Travelog

Menapak Tilas Sejarah Pamekasan Melalui Kuburan Keramat (2)

“Tokoh kali ini hampir mirip dengan legenda yang ada di rumahmu,” ucap Royyan. 

“Ada hubunganya dengan Aryo Menak Senoyo?” selidikku. 

“Ya, di Madura ada dua tokoh legenda yang menikahi peri. Jaka Tarub mencuri kain seorang putri kayangan dan disembunyikan di lumbung padi. Kisah semacam itu juga terjadi pada Aryo Menak,” jawabnya. 

“Kok bisa di Pamekasan ada makam Jaka Tarub. Bukannya kisah itu dari Jawa Barat?” tanyaku.

“Mungkin di akhir hidupnya Jaka Tarub menepi ke Madura,” candanya.

“Seru juga nyari-nyari makam sambil belajar,” sahutku. 

“Kita cari makan dulu, ya,” ucap Royyan terlihat lemas. “Siang-siang gini enaknya makan bakso, yang pedes-pedes, berkuah.”

_Daftar Catatan_:

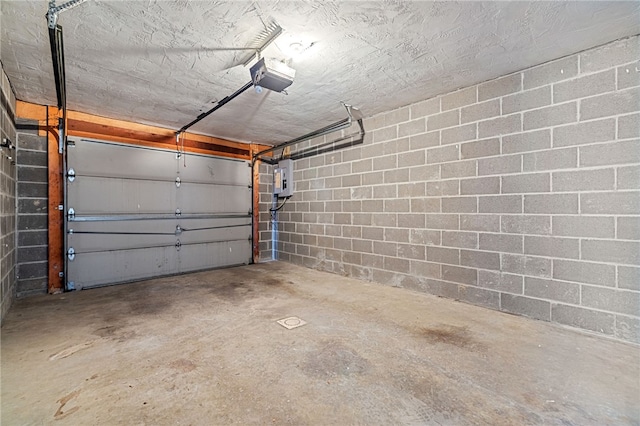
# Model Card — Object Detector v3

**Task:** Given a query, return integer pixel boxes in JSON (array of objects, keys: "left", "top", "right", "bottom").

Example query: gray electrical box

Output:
[{"left": 273, "top": 160, "right": 293, "bottom": 198}]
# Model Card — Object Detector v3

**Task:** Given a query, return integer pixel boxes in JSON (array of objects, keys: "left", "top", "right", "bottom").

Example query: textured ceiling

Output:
[{"left": 0, "top": 0, "right": 640, "bottom": 143}]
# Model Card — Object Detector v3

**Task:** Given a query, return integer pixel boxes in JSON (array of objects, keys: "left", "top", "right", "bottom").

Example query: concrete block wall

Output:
[
  {"left": 0, "top": 63, "right": 17, "bottom": 322},
  {"left": 17, "top": 119, "right": 48, "bottom": 297},
  {"left": 278, "top": 37, "right": 640, "bottom": 342}
]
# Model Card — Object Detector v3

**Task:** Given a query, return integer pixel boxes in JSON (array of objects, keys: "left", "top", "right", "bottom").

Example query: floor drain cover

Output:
[{"left": 277, "top": 317, "right": 307, "bottom": 330}]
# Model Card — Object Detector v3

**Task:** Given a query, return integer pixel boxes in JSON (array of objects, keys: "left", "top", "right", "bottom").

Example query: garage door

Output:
[{"left": 65, "top": 138, "right": 252, "bottom": 289}]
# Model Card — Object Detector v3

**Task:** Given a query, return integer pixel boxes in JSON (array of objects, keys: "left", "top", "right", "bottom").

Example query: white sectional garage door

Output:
[{"left": 65, "top": 138, "right": 252, "bottom": 289}]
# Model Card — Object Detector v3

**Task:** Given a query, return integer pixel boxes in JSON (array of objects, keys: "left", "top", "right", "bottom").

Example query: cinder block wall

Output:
[
  {"left": 17, "top": 119, "right": 48, "bottom": 297},
  {"left": 278, "top": 37, "right": 640, "bottom": 342},
  {"left": 0, "top": 65, "right": 16, "bottom": 322}
]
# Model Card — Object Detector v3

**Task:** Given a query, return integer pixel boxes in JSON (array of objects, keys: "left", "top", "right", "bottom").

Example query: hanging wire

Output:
[{"left": 269, "top": 196, "right": 291, "bottom": 213}]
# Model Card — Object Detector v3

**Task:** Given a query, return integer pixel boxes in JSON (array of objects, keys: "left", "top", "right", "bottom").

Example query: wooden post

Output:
[{"left": 16, "top": 101, "right": 268, "bottom": 293}]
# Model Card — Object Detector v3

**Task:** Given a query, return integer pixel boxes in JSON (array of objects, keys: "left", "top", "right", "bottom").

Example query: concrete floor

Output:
[{"left": 1, "top": 262, "right": 640, "bottom": 425}]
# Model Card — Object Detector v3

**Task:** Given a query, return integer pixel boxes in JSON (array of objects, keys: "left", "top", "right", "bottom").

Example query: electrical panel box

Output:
[{"left": 273, "top": 160, "right": 293, "bottom": 198}]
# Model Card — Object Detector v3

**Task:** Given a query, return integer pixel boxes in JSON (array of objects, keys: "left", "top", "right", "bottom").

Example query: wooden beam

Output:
[
  {"left": 47, "top": 124, "right": 65, "bottom": 294},
  {"left": 16, "top": 101, "right": 268, "bottom": 293},
  {"left": 251, "top": 144, "right": 261, "bottom": 263}
]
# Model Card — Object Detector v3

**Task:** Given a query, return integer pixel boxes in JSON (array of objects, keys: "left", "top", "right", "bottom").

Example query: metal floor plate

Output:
[{"left": 276, "top": 317, "right": 307, "bottom": 330}]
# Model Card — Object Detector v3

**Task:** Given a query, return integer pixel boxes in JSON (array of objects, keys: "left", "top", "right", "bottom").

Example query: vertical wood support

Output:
[
  {"left": 251, "top": 144, "right": 260, "bottom": 263},
  {"left": 16, "top": 101, "right": 268, "bottom": 293},
  {"left": 47, "top": 118, "right": 65, "bottom": 294}
]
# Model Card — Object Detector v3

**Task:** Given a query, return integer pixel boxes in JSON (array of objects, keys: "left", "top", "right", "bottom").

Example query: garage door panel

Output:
[
  {"left": 65, "top": 139, "right": 252, "bottom": 288},
  {"left": 178, "top": 219, "right": 251, "bottom": 244},
  {"left": 67, "top": 219, "right": 176, "bottom": 253},
  {"left": 67, "top": 177, "right": 176, "bottom": 215},
  {"left": 180, "top": 240, "right": 251, "bottom": 272},
  {"left": 67, "top": 139, "right": 179, "bottom": 181},
  {"left": 177, "top": 184, "right": 251, "bottom": 214},
  {"left": 180, "top": 153, "right": 251, "bottom": 186},
  {"left": 67, "top": 247, "right": 178, "bottom": 290}
]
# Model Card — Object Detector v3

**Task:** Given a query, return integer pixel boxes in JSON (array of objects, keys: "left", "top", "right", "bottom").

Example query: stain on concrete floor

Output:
[{"left": 0, "top": 262, "right": 640, "bottom": 425}]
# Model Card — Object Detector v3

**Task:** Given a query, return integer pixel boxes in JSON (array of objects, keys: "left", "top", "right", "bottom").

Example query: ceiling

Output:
[{"left": 0, "top": 0, "right": 640, "bottom": 143}]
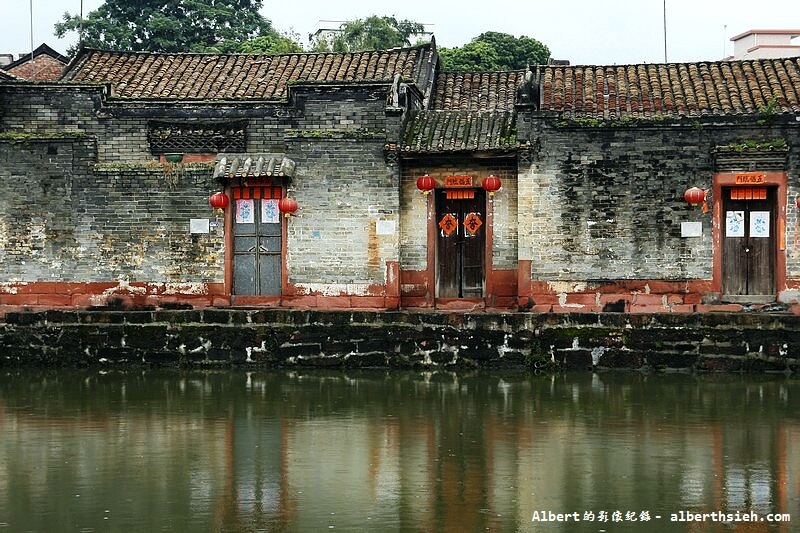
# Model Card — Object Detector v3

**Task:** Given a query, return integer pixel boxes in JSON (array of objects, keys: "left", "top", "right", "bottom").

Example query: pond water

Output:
[{"left": 0, "top": 369, "right": 800, "bottom": 532}]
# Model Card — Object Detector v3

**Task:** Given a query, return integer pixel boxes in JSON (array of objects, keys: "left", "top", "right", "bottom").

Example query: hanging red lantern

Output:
[
  {"left": 278, "top": 196, "right": 297, "bottom": 217},
  {"left": 481, "top": 175, "right": 503, "bottom": 196},
  {"left": 683, "top": 187, "right": 706, "bottom": 207},
  {"left": 417, "top": 174, "right": 436, "bottom": 194},
  {"left": 208, "top": 192, "right": 231, "bottom": 210}
]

_Instruksi 1_: Ambil setiap baris catatan yang memuat kata "floor".
_Instruksi 2_: Lanjutkan kisah perjalanan tentang makam keramat di Pamekasan, mulai setelah kalimat terakhirnya.
Teks dan catatan adalah dua bahan yang berdiri sendiri.

_Hasil 1_:
Example query: floor drain cover
Example query: concrete floor
Example query: metal floor plate
Example query: stain on concrete floor

_Hasil 2_:
Aku tergiur, mengiyakan. Setelah beberapa menit berjalan, di tepi terlihat sebuah warung rujak cingur yang membuat Royyan berubah pikiran.

“Makan rujak cingur aja, ya. Kayaknya enak, tuh,” ucapnya. Aku menepi. Kami memesan dua rujak cingur dan es teh. Selesai makan, kami melanjutkan perjalanan. 

Tapi, lokasi yang kami tuju terlewati. Kami kebablasan sekitar 500 meter. Untung Royyan sigap menyuruhku berhenti.

“Balik. Aku sedikit lupa. Dulu ke sini juga karena diajak teman,” katanya. 

Aku putar balik dan memasuki gerbang bertuliskan “Wisata Religi Jaka Tarub”.

Menapak Tilas Sejarah Pamekasan Melalui Kuburan Keramat (2)
Gerbang Wisata Religi Jaka Tarub/Samroni

Makam Jaka Tarub

Setibanya di tempat, ternyata areanya cukup luas. Terdapat penginapan dan juga langgar yang sangat terawat. Tiga orang tua di langgar sedang memerhatikan kami.

“Ini juga cagar budaya, ya?” tanyaku sambil memarkirkan motor. 

“Ya. Ayo, masuk,” jawab Royyan. 

Kami masuk setelah membuka jaket karena banyak pohon bambu yang menaungi dan udaranya cukup sejuk. Jalan masuk kompleks makam dinaungi atap galvalum. Di situ, seorang wanita paruh baya sedang duduk. Ia menyapa dan menyilakan kami masuk.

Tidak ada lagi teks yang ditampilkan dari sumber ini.